----- SUPPLIED MATERIAL -----

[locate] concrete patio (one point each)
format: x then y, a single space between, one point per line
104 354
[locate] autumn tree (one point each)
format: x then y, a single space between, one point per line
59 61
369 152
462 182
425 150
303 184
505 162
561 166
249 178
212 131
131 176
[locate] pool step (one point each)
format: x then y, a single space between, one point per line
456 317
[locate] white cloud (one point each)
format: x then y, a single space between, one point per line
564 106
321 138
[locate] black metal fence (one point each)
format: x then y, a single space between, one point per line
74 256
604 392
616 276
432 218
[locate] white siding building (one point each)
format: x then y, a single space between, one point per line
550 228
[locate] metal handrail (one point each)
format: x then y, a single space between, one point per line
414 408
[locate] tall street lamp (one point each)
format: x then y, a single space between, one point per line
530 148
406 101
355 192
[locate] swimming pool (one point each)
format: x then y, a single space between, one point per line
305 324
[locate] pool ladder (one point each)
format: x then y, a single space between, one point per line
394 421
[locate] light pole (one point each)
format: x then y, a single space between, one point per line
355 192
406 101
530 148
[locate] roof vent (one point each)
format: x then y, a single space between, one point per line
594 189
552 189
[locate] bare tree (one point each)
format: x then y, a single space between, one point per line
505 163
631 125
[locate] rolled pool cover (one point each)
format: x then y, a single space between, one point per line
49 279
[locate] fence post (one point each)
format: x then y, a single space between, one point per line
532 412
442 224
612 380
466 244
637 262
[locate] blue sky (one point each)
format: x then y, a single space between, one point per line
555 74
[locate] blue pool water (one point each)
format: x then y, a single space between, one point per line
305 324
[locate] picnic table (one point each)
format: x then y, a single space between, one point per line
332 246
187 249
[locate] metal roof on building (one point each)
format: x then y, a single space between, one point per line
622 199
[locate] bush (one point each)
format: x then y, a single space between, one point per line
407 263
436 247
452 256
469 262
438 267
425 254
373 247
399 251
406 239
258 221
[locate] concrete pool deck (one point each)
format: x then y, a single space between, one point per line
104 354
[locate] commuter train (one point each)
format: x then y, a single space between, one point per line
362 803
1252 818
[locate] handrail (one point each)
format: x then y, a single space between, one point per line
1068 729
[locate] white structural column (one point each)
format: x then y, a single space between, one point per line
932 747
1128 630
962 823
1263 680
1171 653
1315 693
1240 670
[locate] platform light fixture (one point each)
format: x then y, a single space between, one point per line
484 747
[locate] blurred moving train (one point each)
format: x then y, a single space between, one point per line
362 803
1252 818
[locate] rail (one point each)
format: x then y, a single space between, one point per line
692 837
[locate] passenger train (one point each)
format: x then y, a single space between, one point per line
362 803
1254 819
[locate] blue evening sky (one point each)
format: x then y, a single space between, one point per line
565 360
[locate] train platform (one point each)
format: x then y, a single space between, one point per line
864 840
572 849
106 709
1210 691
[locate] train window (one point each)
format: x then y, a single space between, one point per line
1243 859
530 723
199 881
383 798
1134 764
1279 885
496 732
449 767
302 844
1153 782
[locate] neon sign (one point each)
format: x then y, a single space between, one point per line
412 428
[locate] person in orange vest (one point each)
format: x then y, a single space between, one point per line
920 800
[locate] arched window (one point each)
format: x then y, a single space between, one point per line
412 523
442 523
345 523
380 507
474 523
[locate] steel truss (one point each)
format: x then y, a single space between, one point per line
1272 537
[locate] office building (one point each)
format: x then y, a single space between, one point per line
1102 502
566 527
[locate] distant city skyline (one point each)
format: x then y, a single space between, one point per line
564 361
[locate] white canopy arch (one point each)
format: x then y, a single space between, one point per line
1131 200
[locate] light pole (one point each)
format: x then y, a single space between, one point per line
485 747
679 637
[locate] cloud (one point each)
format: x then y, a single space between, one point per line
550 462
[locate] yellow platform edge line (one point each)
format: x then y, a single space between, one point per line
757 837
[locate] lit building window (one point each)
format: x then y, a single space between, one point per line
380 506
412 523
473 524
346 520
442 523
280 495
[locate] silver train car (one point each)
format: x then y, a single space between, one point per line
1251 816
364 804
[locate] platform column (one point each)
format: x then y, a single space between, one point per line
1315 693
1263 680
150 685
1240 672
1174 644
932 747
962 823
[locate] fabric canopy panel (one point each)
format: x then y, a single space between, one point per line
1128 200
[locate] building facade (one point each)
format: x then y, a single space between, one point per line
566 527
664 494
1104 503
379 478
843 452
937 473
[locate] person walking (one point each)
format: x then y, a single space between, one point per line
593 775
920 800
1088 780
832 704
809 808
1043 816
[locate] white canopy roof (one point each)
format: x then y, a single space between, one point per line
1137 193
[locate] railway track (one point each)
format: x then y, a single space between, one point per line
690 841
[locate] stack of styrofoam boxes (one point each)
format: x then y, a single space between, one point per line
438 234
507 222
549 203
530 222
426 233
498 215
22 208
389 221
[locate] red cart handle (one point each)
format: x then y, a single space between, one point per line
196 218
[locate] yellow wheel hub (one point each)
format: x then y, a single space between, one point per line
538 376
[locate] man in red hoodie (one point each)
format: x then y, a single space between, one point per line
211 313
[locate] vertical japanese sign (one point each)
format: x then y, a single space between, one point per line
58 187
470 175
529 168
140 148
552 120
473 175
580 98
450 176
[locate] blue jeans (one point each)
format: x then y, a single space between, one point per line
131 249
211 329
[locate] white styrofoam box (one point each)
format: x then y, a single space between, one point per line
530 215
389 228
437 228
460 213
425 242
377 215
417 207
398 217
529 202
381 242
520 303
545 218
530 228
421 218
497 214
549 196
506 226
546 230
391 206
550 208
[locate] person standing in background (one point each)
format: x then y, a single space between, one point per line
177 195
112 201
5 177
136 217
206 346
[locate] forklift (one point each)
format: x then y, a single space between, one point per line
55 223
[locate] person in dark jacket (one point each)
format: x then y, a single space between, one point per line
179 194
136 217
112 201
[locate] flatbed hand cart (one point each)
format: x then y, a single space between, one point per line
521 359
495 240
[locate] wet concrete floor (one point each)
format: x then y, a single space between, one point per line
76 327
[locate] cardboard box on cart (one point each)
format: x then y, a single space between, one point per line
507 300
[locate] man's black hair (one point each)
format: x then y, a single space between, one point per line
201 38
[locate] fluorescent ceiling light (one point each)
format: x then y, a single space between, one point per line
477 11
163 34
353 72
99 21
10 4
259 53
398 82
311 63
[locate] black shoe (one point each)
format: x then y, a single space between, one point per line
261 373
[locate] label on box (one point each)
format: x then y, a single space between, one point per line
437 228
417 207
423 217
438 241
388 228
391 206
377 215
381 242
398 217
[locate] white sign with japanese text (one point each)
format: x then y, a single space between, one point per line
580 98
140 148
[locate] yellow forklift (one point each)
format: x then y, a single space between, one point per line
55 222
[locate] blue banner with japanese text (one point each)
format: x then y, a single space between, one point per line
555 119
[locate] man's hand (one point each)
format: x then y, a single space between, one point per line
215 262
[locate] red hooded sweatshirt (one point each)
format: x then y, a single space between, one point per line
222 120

-----

#### EXERCISE:
Start at the first line of the material. Reproduce every line exactly, ending with the line that holds "[locate] white cloud (one point each)".

#### ANSWER FOR THIS EXERCISE:
[locate] concrete patio (one point each)
format: x then y, a single space between, one point per line
104 354
[locate] autumn tree (one point each)
format: x then y, a single space between, one point per line
59 61
369 152
462 182
425 150
303 184
505 162
561 166
249 178
212 131
131 176
[locate] pool step (one point each)
format: x then y, a single space between, one point per line
456 317
[locate] white cloud (one point each)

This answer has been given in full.